(Dataset excerpts)
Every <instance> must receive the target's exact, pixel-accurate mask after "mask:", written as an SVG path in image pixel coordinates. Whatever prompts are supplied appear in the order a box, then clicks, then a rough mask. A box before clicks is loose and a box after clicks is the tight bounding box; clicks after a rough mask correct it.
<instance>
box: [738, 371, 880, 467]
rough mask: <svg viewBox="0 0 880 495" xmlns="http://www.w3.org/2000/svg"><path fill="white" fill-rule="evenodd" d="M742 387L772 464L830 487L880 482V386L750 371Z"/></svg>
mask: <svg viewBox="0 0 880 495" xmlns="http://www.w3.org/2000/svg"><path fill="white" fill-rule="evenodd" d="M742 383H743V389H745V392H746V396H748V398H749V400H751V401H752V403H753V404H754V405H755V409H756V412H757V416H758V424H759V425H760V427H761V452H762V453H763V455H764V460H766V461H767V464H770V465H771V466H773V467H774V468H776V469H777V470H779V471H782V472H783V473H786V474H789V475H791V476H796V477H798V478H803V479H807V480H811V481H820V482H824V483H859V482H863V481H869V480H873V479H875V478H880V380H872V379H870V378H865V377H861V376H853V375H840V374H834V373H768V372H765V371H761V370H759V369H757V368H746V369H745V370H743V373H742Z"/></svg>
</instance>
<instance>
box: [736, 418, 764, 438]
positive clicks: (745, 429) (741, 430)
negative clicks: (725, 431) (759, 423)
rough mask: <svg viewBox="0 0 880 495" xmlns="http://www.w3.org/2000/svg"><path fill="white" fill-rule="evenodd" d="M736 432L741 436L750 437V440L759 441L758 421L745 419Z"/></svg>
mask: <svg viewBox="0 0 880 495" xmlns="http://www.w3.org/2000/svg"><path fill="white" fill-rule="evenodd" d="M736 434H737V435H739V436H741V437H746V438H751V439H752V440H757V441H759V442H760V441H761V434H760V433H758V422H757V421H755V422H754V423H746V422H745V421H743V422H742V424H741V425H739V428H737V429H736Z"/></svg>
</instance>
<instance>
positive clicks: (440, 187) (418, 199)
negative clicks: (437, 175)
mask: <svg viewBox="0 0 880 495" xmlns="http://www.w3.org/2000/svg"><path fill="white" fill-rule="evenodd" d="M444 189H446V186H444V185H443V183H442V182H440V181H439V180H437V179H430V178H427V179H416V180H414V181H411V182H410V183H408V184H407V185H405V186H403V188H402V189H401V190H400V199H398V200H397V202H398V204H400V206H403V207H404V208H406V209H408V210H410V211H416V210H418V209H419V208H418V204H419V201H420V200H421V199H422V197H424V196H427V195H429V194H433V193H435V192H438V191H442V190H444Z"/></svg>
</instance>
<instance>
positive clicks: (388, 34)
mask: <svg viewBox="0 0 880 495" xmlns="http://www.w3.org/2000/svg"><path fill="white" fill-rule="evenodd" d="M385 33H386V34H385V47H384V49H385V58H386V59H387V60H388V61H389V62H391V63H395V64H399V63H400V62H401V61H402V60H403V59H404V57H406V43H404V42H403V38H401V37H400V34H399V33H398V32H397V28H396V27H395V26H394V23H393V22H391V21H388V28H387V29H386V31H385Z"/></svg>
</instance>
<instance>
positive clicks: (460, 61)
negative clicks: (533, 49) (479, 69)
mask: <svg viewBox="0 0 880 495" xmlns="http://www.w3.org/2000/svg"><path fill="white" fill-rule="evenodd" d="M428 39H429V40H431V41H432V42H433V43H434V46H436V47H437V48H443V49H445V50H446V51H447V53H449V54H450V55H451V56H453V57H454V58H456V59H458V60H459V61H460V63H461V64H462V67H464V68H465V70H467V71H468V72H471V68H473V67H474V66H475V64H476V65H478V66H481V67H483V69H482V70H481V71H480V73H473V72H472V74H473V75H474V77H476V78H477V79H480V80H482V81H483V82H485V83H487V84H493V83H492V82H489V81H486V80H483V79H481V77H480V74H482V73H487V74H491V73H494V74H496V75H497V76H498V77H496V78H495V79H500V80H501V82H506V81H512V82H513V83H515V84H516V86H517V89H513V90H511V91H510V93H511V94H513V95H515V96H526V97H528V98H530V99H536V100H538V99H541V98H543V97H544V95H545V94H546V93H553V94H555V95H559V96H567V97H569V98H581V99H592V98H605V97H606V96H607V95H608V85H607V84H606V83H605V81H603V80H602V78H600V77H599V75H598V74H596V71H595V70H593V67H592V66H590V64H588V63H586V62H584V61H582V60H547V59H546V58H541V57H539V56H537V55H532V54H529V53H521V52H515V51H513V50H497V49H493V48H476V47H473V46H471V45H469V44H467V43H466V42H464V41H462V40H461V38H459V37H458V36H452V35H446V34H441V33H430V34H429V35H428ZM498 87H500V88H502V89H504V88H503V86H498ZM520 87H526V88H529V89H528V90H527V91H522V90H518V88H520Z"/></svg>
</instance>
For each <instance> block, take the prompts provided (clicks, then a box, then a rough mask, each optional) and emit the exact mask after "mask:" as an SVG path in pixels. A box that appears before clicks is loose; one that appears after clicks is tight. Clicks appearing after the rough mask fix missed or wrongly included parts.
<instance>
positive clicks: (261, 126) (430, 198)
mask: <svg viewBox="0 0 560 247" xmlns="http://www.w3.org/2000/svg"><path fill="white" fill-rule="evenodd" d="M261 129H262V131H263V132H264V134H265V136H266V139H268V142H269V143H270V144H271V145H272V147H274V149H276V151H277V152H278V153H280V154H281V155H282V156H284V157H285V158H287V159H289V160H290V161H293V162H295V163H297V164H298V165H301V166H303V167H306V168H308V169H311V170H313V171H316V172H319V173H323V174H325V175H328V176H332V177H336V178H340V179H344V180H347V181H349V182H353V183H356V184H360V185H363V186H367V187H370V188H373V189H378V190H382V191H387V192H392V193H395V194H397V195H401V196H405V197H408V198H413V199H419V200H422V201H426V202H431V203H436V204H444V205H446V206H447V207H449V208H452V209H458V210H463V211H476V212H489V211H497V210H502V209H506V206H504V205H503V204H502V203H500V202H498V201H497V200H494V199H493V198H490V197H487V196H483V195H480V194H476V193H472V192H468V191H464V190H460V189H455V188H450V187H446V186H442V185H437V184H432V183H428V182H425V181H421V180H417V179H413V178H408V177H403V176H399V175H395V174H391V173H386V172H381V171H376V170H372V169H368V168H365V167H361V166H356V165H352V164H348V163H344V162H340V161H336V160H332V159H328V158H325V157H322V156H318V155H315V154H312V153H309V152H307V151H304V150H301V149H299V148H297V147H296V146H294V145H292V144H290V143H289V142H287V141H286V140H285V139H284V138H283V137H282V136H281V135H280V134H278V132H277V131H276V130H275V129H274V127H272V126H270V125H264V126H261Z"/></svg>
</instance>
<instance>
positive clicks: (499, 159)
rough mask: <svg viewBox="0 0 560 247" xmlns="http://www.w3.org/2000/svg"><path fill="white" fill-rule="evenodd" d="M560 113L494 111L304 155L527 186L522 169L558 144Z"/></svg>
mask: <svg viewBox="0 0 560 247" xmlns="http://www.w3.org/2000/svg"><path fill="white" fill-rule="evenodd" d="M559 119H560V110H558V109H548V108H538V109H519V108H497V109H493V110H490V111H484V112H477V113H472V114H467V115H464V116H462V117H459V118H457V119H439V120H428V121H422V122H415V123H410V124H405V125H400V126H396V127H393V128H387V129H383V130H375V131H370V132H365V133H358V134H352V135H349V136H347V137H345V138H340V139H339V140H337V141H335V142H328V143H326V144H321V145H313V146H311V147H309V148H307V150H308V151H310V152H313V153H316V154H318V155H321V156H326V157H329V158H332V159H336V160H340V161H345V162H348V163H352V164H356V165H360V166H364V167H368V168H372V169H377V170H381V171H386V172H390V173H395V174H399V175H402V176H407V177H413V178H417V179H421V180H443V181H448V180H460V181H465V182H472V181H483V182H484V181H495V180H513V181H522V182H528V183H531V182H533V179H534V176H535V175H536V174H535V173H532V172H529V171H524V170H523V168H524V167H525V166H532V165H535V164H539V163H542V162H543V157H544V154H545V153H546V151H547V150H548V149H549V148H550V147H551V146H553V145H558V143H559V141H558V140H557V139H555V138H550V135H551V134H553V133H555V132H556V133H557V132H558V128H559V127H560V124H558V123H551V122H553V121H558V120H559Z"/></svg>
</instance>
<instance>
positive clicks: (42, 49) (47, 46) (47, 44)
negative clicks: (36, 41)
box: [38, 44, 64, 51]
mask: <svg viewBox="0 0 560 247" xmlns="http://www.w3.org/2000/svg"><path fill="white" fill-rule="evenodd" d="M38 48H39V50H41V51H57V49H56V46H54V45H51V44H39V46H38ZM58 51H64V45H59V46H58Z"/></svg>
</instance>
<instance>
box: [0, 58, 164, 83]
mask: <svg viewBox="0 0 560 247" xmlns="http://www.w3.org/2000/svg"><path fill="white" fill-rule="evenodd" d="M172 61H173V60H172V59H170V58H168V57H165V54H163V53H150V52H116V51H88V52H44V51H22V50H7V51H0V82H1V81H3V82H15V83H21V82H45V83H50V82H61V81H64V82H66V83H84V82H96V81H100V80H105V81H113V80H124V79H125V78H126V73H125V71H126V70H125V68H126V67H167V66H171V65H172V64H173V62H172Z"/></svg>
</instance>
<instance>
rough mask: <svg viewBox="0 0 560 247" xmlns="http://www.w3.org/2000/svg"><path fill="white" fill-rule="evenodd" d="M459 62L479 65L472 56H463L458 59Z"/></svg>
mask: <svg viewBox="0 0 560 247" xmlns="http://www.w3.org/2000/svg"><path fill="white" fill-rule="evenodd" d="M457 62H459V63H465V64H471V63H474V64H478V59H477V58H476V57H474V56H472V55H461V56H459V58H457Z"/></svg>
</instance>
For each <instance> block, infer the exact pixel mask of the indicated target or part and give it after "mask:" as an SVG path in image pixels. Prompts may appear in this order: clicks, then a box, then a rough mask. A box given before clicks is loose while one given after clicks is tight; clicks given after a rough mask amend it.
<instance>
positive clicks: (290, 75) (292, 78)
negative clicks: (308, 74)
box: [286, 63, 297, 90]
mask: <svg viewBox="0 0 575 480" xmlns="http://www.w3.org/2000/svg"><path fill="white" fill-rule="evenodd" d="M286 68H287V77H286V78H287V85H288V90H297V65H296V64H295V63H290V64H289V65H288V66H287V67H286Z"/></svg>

#### Directive:
From the entries above, copy out every line that contains the word "positive".

#### Answer to this problem:
positive clicks: (745, 429) (741, 430)
positive clicks: (440, 187) (418, 199)
positive clicks: (388, 34)
positive clicks: (460, 61)
positive clicks: (261, 126) (430, 198)
positive clicks: (499, 159)
positive clicks: (42, 49) (47, 46) (47, 44)
positive clicks: (290, 75) (292, 78)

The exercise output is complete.